Dataset entries on where objects are located

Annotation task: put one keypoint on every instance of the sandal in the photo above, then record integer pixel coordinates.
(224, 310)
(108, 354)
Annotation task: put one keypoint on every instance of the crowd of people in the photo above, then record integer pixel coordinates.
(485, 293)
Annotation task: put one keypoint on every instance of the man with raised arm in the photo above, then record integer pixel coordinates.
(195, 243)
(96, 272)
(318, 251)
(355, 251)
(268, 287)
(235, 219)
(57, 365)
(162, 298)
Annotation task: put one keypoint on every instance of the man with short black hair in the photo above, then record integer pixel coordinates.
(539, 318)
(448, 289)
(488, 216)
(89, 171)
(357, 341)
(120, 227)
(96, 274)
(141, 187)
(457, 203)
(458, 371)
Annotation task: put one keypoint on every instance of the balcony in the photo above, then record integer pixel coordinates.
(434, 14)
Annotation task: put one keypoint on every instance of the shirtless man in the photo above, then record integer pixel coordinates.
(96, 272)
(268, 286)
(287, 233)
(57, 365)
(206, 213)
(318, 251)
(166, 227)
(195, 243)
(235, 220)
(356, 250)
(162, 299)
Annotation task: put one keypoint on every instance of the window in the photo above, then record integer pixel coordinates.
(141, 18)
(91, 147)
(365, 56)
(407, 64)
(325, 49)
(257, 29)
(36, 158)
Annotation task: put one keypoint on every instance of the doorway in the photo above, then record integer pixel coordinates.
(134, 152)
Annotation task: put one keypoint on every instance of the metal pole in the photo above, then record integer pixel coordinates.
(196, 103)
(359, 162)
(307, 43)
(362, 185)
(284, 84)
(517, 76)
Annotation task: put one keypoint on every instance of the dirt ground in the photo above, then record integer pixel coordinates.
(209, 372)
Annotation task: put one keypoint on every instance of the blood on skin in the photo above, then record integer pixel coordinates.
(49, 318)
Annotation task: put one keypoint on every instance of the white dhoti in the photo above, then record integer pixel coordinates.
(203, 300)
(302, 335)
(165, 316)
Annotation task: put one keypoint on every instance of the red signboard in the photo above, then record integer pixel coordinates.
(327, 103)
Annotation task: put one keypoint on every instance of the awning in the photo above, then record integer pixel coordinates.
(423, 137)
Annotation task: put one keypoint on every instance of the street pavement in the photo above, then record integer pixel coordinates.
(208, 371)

*GOAL*. Copy all of the entries above word for word, line by line and in the same order.

*THE RESPONSE*.
Annotation task: put one keypoint on every instance of the sandal in the photo above, then record integer pixel coordinates.
(224, 310)
(108, 354)
Annotation task: put one keypoint on every instance of the crowd of people in the photo above, then record integer pixel coordinates.
(485, 293)
Annotation task: put one keypoint on every instance of the man with raised arm in the photo above, then record integer pixel coordinates.
(195, 243)
(96, 272)
(318, 251)
(355, 251)
(268, 287)
(235, 219)
(57, 365)
(162, 298)
Annotation task: put one keypoint on every instance of the man with short black hair in the photo above, then record integer pixel coordinates.
(539, 318)
(448, 289)
(488, 216)
(89, 171)
(357, 341)
(120, 227)
(96, 274)
(141, 187)
(457, 203)
(458, 371)
Annotation task: put one keypoint on every instance of the balcony in the photo above, then record integer pixel coordinates.
(434, 14)
Annotation task: put one keypoint on every instance of the shirtless man in the photo above, then record integer pixel coordinates.
(96, 272)
(268, 286)
(287, 233)
(57, 365)
(206, 213)
(318, 251)
(166, 227)
(195, 243)
(235, 220)
(356, 250)
(162, 299)
Annotation task: put one keypoint on every instance of the window in the photo above, then record integer pixel coordinates.
(141, 18)
(91, 147)
(365, 56)
(407, 64)
(325, 49)
(257, 29)
(36, 158)
Annotation task: put one keypoint on every instance of the doorway in the photo above, then record integer pixel coordinates.
(134, 152)
Annotation task: put one keypoint on every instance of the metal pole in the photo above, then record integer pixel coordinates.
(196, 103)
(359, 162)
(307, 43)
(362, 185)
(284, 84)
(517, 76)
Annotation task: put one keypoint on every instance of the dirt ground in the photo above, then record integer pixel coordinates.
(209, 372)
Annotation task: put one keypoint on every instance of the blood on skin in the photo above, then record integer pixel coordinates.
(49, 318)
Annotation task: put one keypoint on every instance of the white dhoti in the photo above, then record integer pixel coordinates.
(203, 300)
(302, 335)
(165, 316)
Annotation task: put one keypoint on every instance of the red signboard in the photo above, then record integer pixel coordinates.
(327, 103)
Annotation task: put one keypoint on every instance of the awning in the photo above, then record integer pixel coordinates.
(423, 137)
Annotation task: put one keypoint on every instance of the street pavement in the photo above, then record integer pixel coordinates.
(208, 371)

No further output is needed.